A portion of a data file
- - - -

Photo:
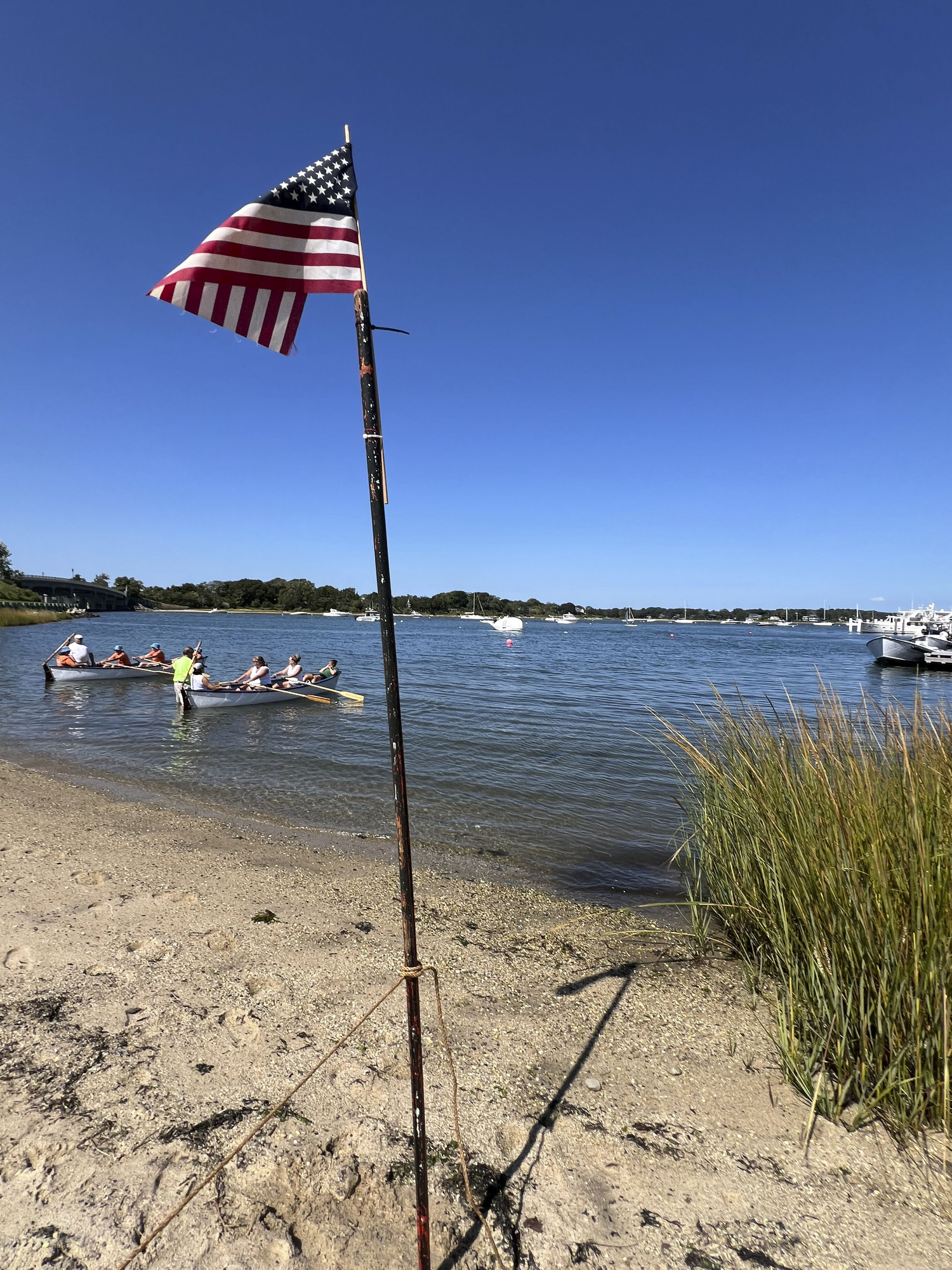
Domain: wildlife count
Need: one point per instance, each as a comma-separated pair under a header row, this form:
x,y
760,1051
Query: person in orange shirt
x,y
119,658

- - - -

» WHAT THE EXERCISE ASKS
Render each line of the data above as a Markdown table with the columns "Row" and "Line", numbering the lines and omitting blank ones. Leave the pictures out of the answer.

» TASK OUTPUT
| Row | Line |
|---|---|
| 1 | Photo: |
| 2 | Domain: wildlife count |
| 3 | Need: one point per instance, each as a comma-separated pair under a header row, this form: |
| 4 | x,y |
| 5 | 760,1051 |
| 6 | Query: person in orange shirt |
| 7 | x,y |
| 8 | 119,658 |